--- Written problem ---
Copy the records below line for line, with no changes.

[A block of data]
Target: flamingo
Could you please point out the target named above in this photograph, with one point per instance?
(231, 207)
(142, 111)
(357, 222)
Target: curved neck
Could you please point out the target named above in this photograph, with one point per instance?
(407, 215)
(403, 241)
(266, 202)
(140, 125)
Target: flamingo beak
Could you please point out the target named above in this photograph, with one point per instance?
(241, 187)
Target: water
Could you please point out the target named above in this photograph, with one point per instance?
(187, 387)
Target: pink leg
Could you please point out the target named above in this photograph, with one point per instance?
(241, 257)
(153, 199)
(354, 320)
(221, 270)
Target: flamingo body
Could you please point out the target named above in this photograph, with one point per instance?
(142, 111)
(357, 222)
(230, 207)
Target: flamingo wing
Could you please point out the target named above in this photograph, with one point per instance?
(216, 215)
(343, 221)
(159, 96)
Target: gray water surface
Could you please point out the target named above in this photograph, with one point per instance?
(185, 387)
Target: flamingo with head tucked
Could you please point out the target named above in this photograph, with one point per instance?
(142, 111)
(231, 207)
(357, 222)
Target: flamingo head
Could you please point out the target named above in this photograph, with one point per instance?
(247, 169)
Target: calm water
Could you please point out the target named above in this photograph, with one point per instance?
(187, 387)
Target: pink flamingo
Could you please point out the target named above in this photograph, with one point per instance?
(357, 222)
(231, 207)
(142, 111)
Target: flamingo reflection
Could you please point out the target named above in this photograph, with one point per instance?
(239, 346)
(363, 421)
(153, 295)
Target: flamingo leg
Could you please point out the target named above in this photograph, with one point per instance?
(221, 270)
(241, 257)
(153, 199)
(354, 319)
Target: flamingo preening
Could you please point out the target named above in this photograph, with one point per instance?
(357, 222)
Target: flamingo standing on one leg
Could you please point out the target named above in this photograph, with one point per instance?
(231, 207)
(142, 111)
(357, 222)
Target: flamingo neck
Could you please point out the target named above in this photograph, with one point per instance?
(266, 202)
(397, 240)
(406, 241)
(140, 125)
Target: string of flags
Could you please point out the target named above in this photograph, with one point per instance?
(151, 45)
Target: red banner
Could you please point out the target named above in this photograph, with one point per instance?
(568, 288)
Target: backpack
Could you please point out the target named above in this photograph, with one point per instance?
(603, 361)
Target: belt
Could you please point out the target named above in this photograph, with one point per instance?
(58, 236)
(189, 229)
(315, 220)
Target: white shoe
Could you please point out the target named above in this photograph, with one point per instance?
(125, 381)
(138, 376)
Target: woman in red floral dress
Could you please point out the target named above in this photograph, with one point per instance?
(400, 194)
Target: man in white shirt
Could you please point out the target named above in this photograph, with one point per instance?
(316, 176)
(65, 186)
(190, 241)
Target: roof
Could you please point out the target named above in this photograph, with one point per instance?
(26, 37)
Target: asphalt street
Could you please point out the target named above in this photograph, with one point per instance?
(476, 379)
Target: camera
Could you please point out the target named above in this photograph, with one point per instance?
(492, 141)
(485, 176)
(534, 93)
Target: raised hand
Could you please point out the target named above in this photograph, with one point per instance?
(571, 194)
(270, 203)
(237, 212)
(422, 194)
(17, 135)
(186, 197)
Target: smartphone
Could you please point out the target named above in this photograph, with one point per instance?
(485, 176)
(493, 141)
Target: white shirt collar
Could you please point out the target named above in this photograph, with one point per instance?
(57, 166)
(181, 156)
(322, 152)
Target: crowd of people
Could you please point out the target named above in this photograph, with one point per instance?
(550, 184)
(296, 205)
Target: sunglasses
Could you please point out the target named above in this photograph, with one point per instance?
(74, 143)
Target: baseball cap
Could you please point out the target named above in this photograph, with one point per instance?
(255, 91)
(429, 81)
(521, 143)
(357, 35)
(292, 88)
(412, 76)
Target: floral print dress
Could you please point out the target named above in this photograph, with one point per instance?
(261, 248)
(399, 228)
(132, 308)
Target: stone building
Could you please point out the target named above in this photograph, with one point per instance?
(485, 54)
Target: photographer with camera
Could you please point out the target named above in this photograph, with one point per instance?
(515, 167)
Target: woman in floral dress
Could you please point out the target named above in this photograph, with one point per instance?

--- Right answer ---
Target: flamingo
Could you please point out the target named above in this photograph, with one point per instance?
(231, 207)
(142, 111)
(357, 222)
Target: curved neck
Could you please point out the target named above in this photograph, with one point per instance?
(407, 215)
(403, 241)
(266, 202)
(140, 125)
Target: flamingo beak
Could you please point out the target named above in this photograph, with one point per instance?
(241, 187)
Target: water
Could you please point out the target named above in this photograph, with one point per instance?
(187, 387)
Target: pink leg
Could you please point out the target named above in this photograph, with one point per instance?
(241, 257)
(153, 199)
(354, 320)
(221, 270)
Target: flamingo body
Could you please point out the target named above in this photograph, with one point per instance?
(142, 111)
(357, 222)
(230, 207)
Target: flamingo wing
Could you please point out the target named above in this photograph, with one point per instance?
(216, 215)
(343, 221)
(159, 96)
Target: gray water surface
Could you please point out the target named above in this photograph, with one point per instance?
(185, 387)
Target: flamingo with head tucked
Could you please point out the target named above in this photograph, with one point per instance?
(142, 111)
(231, 207)
(357, 222)
Target: flamingo head
Could you please point out the target named above in this photograph, with one point per instance?
(247, 169)
Target: calm water
Could you please point out the target named above in this photograph, with one point per instance?
(187, 387)
Target: pink flamingo
Could you please point out the target named above in this photograph, with one point per instance?
(357, 222)
(231, 207)
(142, 111)
Target: flamingo reflection
Could you please point out the target named above in this photograph, with one point per instance?
(239, 346)
(363, 421)
(153, 295)
Target: flamingo leg
Could you please point out the target named above in this photograph, with one point per instance?
(221, 270)
(241, 257)
(153, 199)
(354, 319)
Target: flamingo preening
Could you please point out the target named above in this photograph, with one point per instance?
(357, 222)
Target: flamingo standing on one leg
Could you please point out the target named above in this photograph, with one point per instance?
(231, 207)
(142, 111)
(357, 222)
Target: flamingo neck
Could you please point out the target named above in this photograph, with one point per instance?
(266, 202)
(397, 240)
(406, 241)
(140, 125)
Target: string of flags
Could you please point out the target named above in this photograph, with one point per instance?
(151, 45)
Target: red banner
Could you please point out the target named above in this photograph, with one point per instance?
(568, 288)
Target: backpack
Could you please point out the target named above in this photograph, with one point per instance?
(603, 361)
Target: belt
Could you please point out the target named above in this photograph, with one point per instance?
(58, 236)
(189, 229)
(315, 220)
Target: white shoe
Could you please point out the target named above in this photograph, with one point per instance?
(125, 381)
(138, 376)
Target: woman in red floral dress
Could you please point out the target named above in this photograph, with one point per instance?
(400, 194)
Target: man in white shirt
Could you please point out the target named above in this photograph, with one point per instance?
(316, 176)
(65, 186)
(190, 241)
Target: roof
Could you please point out the target named above in this photograph, with one point per instance?
(26, 37)
Target: asphalt street
Could you please point out the target named above in this photograph, with one point per instance?
(476, 379)
Target: camera
Could you please point out the target named above in this photograph, with one point per instance?
(492, 141)
(485, 176)
(534, 93)
Target: raised hand
Could you please point out the target named above in this photograph, with one point per instance?
(571, 194)
(270, 203)
(237, 212)
(422, 194)
(17, 135)
(186, 197)
Target: smartphone
Could you please point out the target named above in this photograph, with one point per instance?
(485, 176)
(493, 141)
Target: white shirt collar
Could you please point out the target named above in this photograph, with one point per instance?
(57, 166)
(181, 156)
(322, 152)
Target: crowd of people
Could you please point out the target named above in this photograph, with one point per instance?
(550, 184)
(296, 205)
Target: sunglasses
Could you please point out the target named above in this photograph, with one point per instance?
(74, 143)
Target: baseball cap
Could you please point out the target named above in this photograph, with one point per instance?
(255, 91)
(429, 81)
(521, 143)
(357, 35)
(292, 88)
(412, 76)
Target: floral print dress
Could you please point out the target named above in this photograph, with one point per instance?
(261, 248)
(399, 228)
(132, 308)
Target: stone building
Could you please point out the target named above in this photograph, with one point per instance?
(485, 54)
Target: photographer with camera
Could you please point out the target named above in this photograph, with one point per instance?
(515, 167)
Target: woman in floral dress
Could you please point out the target named above in this photograph, with one point per instance?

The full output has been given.